*EXTRACT PROVIDED:*
Wilkins filed the motion for new trial, which act Finley considered improper. Once that

motion was overruled and the results of that litigation were incorporated into the August

1998 divorce decree, all question about which parent would have what conservatorship

rights upon divorce were resolved. By that time, Finley had already discussed with others

what he believed to be Wilkins’ deficient conduct. Given these circumstances, we hold that

the underlying claim or suit, for purposes of Hughes, was the child custody dispute and

litigation culminating in the final divorce decree entered in August of 1998. Since no

appeal was taken from that judgment, the two-year limitations period began when it was

signed.

                                                4
       It may well be that Finley and Wilkins spoke of petitioning for a modification of the

custody provisions previously entered. It may well be that Finley also hired another

attorney to pursue such relief once the August 1998 decree became final. Yet, just

because the subject matter of those discussions and acts involved child custody, the

modification proceeding did not become a part or continuation of the initial custody ruling

and litigation. Nor did the similarity of topics somehow make the proceedings or claims

asserted in each indivisible. The truth is quite the contrary since two distinct processes

were involved. Indeed, before there could be a second (i.e. modifying the terms of a prior

decree), the first (i.e. the execution of a prior decree) must have occurred; logically, one

cannot modify something that never happened. Furthermore, to modify the terms of

conservatorship mandated by the prior final divorce decree, a trial court would have had

to find that the circumstances have materially and substantially changed since the date the

decree was rendered. TEX . FAM . CODE ANN . §156.101(1) (Vernon 2008); Zeifman v.

*STORED RECORDS:*
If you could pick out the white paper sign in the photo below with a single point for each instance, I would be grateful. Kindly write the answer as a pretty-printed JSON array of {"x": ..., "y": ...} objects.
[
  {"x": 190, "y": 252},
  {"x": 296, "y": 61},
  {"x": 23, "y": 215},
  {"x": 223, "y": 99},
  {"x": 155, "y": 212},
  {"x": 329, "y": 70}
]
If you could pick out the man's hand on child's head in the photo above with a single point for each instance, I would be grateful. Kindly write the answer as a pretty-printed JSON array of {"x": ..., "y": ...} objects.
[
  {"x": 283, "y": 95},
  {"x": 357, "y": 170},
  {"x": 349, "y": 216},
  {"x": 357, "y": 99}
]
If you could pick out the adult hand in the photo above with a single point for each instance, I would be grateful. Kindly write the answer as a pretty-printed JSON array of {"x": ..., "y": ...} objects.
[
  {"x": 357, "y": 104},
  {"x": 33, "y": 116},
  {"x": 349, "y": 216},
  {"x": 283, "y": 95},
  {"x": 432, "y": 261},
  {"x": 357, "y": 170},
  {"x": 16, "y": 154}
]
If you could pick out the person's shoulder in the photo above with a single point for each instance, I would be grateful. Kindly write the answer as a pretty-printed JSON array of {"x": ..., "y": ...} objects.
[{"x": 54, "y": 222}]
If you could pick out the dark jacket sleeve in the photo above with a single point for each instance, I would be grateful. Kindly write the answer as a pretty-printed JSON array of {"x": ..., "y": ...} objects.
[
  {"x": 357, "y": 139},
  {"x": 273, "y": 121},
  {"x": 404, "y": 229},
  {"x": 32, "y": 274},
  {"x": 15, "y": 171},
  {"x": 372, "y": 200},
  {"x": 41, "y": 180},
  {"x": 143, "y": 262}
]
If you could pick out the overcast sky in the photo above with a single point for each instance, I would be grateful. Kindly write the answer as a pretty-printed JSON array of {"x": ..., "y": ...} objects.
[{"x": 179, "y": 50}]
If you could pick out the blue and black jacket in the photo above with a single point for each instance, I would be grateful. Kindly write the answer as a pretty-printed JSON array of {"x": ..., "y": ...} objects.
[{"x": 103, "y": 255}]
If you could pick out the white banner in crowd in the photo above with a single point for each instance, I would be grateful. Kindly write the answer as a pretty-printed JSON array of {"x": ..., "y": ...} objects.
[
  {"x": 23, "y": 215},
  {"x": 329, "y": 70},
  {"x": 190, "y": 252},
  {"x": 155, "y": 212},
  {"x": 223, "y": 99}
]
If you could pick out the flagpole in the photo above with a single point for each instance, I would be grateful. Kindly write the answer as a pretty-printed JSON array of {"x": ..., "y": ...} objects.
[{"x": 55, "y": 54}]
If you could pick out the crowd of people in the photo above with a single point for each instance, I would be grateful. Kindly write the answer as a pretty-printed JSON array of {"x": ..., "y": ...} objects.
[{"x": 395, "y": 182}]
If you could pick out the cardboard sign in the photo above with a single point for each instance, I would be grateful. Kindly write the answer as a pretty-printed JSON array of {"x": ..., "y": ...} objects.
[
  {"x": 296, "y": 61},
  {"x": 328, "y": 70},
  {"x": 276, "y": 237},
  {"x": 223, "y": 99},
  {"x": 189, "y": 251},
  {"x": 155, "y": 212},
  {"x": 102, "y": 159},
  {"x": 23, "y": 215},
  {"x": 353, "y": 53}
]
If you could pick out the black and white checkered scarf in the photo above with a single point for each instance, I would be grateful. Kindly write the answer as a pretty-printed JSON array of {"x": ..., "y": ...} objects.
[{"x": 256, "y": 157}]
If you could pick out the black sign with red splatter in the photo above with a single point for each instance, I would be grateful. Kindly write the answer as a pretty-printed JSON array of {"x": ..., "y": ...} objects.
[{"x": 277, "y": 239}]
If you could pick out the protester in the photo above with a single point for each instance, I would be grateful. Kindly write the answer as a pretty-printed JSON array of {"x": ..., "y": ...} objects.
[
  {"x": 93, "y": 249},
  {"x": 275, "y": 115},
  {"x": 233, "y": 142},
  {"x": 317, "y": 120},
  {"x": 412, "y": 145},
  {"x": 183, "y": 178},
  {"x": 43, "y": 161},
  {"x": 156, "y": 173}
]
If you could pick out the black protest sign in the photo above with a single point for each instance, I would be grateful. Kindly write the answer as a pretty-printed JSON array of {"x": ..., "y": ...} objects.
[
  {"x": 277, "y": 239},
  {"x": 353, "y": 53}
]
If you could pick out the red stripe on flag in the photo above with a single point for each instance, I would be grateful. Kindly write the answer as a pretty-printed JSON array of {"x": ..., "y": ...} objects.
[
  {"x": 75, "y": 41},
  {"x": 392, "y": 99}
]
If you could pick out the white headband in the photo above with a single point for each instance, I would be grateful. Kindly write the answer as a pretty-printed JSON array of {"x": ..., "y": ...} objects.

*REQUIRED WORK:*
[1] Duplicate the opinion excerpt from "asserted in each" to "2008); Zeifman v.".
[2] Say whether each statement agrees with the opinion excerpt, answering yes or no and quoting the words that decide it: (a) The August 1998 divorce decree was appealed. (b) Modifying the conservatorship terms of the prior decree would require a finding that circumstances had materially and substantially changed. (c) Finley filed the motion for new trial.
Rely solely on the opinion excerpt.

*SOLUTIONS BY TASK:*
[1]
asserted in each indivisible. The truth is quite the contrary since two distinct processes

were involved. Indeed, before there could be a second (i.e. modifying the terms of a prior

decree), the first (i.e. the execution of a prior decree) must have occurred; logically, one

cannot modify something that never happened. Furthermore, to modify the terms of

conservatorship mandated by the prior final divorce decree, a trial court would have had

to find that the circumstances have materially and substantially changed since the date the

decree was rendered. TEX . FAM . CODE ANN . §156.101(1) (Vernon 2008); Zeifman v.

[2]
(a) No: "Since no appeal was taken from that judgment"
(b) Yes: "a trial court would have had to find that the circumstances have materially and substantially changed since the date the decree was rendered"
(c) No: "Wilkins filed the motion for new trial"